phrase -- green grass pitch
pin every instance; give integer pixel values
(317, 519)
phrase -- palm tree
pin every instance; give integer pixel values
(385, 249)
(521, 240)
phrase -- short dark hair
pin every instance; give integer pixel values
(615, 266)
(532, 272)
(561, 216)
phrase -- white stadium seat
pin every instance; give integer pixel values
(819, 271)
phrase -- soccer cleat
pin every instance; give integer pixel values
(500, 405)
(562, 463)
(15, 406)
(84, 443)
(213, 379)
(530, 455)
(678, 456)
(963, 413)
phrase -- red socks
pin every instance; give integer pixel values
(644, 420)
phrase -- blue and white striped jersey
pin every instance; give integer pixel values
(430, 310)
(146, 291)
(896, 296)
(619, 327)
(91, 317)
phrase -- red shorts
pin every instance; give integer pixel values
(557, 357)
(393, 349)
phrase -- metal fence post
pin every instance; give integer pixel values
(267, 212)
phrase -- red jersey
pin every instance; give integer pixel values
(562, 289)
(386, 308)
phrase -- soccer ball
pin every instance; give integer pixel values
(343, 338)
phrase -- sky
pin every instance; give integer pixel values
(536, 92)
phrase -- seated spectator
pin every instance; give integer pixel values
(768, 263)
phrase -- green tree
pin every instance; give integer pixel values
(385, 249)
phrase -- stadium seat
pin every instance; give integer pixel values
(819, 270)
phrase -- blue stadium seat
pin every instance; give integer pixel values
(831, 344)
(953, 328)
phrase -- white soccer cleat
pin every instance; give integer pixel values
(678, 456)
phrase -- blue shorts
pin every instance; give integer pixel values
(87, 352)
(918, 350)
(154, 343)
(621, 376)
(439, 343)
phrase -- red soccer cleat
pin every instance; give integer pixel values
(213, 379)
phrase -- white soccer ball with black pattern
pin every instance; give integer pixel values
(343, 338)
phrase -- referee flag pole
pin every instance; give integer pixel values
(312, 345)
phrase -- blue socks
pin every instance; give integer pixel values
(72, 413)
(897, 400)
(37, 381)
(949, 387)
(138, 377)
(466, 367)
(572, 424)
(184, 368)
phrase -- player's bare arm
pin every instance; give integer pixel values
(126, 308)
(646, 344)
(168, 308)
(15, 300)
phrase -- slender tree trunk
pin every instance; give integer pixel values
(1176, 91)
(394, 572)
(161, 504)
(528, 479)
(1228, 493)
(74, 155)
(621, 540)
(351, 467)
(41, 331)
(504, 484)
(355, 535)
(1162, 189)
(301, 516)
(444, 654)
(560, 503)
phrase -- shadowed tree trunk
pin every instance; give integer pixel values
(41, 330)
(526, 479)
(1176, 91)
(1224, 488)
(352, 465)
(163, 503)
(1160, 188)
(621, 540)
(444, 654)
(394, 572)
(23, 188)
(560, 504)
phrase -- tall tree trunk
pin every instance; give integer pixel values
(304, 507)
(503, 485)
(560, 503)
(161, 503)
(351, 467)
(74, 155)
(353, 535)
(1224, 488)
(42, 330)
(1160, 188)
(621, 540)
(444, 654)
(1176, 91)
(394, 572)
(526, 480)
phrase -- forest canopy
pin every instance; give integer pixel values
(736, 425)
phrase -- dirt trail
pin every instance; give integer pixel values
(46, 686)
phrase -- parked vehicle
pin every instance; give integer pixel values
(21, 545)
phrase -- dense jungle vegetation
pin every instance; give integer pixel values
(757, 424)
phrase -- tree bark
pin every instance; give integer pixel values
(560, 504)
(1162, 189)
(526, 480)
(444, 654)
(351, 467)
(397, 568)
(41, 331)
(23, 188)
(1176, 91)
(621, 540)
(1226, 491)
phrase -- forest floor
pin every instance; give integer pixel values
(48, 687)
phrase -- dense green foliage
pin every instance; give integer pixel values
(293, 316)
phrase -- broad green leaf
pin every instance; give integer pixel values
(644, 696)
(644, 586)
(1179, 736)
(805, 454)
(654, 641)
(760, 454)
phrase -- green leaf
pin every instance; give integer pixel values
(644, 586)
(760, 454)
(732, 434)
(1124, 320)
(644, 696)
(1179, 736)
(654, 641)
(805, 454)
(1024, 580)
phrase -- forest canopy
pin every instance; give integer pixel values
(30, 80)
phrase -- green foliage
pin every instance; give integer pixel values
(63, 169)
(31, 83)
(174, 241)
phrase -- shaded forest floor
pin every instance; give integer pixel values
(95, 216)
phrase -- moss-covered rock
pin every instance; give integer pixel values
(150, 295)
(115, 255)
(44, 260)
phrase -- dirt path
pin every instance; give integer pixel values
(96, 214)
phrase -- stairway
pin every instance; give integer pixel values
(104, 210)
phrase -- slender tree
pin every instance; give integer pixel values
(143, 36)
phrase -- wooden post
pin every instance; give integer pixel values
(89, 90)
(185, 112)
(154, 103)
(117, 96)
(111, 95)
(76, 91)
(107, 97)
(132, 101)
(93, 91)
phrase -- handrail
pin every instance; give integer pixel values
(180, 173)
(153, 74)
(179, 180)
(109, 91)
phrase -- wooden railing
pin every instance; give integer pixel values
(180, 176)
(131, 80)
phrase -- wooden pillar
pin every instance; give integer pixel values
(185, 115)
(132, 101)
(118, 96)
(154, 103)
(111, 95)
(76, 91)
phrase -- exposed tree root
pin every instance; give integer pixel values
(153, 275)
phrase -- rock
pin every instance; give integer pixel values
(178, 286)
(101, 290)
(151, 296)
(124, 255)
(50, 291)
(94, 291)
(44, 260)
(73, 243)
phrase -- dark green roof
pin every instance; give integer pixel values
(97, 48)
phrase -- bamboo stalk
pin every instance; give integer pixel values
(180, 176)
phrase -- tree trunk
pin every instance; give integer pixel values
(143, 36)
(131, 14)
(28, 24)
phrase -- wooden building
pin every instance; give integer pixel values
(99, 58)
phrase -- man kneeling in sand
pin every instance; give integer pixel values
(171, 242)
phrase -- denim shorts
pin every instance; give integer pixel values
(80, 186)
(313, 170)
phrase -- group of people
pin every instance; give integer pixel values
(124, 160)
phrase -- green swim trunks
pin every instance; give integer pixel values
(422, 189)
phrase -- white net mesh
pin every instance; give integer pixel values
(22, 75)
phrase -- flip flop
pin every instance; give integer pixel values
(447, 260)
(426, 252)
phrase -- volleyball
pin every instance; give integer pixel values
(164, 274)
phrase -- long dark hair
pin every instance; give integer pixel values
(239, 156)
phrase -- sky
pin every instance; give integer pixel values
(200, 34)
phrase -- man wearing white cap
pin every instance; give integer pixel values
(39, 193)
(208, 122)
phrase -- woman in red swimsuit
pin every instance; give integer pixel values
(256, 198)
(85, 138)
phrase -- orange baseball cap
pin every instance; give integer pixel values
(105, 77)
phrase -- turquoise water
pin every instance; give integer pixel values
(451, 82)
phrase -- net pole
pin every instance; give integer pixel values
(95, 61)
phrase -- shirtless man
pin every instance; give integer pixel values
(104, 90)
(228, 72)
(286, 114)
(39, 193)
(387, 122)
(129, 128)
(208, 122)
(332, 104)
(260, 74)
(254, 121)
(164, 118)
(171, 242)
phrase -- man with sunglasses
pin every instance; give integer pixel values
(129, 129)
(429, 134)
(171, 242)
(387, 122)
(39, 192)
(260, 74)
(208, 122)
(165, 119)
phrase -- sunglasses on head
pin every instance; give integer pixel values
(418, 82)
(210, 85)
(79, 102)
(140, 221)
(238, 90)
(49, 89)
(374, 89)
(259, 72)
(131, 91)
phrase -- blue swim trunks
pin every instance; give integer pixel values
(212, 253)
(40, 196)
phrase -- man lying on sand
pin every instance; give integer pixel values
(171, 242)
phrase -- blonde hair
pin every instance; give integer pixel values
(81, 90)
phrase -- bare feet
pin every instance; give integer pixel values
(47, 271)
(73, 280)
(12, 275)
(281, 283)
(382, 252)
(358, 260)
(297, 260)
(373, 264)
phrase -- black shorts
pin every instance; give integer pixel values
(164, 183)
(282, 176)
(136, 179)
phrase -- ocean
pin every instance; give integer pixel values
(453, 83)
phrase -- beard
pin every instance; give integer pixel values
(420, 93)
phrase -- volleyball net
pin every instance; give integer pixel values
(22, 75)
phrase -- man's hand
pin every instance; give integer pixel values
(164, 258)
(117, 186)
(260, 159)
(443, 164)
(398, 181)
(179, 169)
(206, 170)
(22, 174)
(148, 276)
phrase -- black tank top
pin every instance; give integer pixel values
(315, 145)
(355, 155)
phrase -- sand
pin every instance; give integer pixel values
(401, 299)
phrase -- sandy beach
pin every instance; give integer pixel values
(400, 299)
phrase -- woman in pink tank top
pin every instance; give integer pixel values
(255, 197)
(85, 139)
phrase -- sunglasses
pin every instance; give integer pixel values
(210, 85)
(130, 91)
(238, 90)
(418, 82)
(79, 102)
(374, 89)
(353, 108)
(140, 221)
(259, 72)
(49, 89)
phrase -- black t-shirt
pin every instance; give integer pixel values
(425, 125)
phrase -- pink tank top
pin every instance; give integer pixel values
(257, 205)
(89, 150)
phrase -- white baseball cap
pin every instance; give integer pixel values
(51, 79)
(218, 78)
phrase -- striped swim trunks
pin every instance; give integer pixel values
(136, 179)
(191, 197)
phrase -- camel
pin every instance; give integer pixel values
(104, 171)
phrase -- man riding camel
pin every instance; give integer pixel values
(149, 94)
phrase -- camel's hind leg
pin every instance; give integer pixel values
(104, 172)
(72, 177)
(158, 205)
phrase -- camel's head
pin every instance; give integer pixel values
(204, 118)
----
What the task asks: Can you extract, word for word, the part of the items that opens with the line containing "phrase -- white baseball cap" and closes with the final line of the items, both ends included?

Exercise output:
phrase -- white baseball cap
pin every instance; give integer pixel values
(51, 79)
(218, 78)
phrase -- striped swim trunks
pin every instance; give integer pixel values
(136, 179)
(191, 197)
phrase -- camel
pin every instance; give integer pixel values
(104, 171)
phrase -- man riding camel
pin every instance; give integer pixel values
(149, 94)
phrase -- camel's hind leg
pin every instance; give integer pixel values
(104, 172)
(72, 177)
(158, 205)
phrase -- camel's head
pin every instance; give integer pixel values
(204, 118)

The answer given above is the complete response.